• **Selected extract**:
Box Office Brasserie: Movie News For Movie Lovers
There’s a mighty big fish circling cineplexes this weekend, and it looks to be a box office blowfish, because it’s about to puff up to an unimaginable size and in the process scare off all predators.
“Finding Dory,” the sequel to Pixar’s 2003 classic, “Finding Nemo,” enters the summer waters this weekend and is expected to hook one of the top openings of all time for an animated film.
That two-note “Jaws” fanfare you hear is because Dory and Nemo are on a collision course with the unjolly green giant, Shrek, which holds the domestic opening record for an animated film, as “Shrek the Third” debuted with $121M in 2007. Donkey might not be able to save him this time.
Outside of “The Good Dinosaur” Pixar has a spotless record, delivering box office riches as well as a rich tapestry of reviews, and “Finding Dory” looks to be no different, already catching a 95% fresh rating on Rotten Tomatoes.
Besides a solid product, what really makes this type of 100M+ debut attainable is the fact that outside of the moderately received “The Angry Birds Movie,” there hasn’t been a true family film in theaters since Disney’s “The Jungle Book.”
The original debuted with $70M on its way to $380M in North America and $936M worldwide—still one of the top grossing films in Disney’s vast catalogue.
And sure, we’ve seen a lot of sequels slump this summer; however, the 13-year wait between installments has only amped up the nostalgia factor and Pixar is now in prime position to cash in, especially globally.
If absence makes the heart grow fonder, then “Finding Dory” should uncover riches that may make it the #1 film of the summer. Remember, thirteen years ago the original was completely absent from China, now the world’s #2 box office destination, and in many parts of the world 3D and large format screens didn’t have much impact…and it still nearly snagged $1 billion.

• **Exercise**:
Condense the paragraph of the box office preview that begins "If absence makes the heart grow fonder" into a short bulleted list that keeps its main facts. These rows have no connection to the box office preview.

(Coordinate annotation records)
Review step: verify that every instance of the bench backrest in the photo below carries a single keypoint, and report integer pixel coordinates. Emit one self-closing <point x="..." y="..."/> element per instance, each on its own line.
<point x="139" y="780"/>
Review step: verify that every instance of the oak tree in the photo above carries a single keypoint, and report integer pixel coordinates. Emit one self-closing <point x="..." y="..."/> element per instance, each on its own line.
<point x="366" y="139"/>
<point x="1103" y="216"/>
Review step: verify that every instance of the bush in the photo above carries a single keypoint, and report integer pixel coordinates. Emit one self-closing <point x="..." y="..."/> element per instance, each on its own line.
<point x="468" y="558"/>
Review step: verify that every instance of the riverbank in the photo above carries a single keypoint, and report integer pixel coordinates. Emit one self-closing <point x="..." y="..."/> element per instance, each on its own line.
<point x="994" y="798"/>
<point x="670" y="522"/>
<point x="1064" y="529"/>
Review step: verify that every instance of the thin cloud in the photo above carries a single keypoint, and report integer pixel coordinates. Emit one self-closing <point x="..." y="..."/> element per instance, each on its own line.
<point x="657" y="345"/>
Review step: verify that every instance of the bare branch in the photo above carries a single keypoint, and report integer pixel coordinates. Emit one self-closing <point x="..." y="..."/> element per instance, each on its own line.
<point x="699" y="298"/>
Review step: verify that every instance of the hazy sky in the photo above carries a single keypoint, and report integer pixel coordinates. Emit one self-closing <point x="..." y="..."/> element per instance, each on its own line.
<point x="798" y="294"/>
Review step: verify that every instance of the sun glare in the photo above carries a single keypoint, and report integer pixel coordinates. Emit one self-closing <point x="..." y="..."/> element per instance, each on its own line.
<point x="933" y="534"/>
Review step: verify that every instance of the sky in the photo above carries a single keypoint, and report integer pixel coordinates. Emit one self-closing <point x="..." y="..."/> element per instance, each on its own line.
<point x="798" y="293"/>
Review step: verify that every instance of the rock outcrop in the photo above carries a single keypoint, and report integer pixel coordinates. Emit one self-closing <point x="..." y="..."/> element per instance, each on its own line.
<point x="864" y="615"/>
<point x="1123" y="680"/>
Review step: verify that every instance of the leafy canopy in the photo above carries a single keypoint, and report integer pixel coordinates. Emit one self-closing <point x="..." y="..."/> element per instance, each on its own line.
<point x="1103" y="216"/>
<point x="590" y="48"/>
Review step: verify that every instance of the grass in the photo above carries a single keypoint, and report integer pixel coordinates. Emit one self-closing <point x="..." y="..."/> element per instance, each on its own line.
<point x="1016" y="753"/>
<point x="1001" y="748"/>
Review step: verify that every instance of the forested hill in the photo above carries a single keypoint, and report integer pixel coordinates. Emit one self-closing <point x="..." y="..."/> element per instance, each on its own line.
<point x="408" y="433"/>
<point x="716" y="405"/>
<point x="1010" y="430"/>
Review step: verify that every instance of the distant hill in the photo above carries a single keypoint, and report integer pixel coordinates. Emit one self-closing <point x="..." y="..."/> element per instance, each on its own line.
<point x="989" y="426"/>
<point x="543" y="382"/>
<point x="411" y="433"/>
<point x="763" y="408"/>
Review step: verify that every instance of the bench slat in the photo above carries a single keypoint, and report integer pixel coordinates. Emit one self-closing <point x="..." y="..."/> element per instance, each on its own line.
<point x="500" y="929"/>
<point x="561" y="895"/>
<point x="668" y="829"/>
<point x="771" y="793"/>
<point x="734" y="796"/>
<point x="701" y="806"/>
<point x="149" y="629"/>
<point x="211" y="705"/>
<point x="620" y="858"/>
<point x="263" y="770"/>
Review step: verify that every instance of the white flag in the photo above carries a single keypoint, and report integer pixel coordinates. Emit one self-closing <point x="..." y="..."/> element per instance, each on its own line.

• **Result of this exercise**:
- "Finding Dory" could earn enough to become the #1 film of the summer.
- Thirteen years ago, the original was not released in China, now the world's #2 box office market.
- At that time, 3D and large-format screens had little impact in many parts of the world.
- Even so, the original nearly reached $1 billion.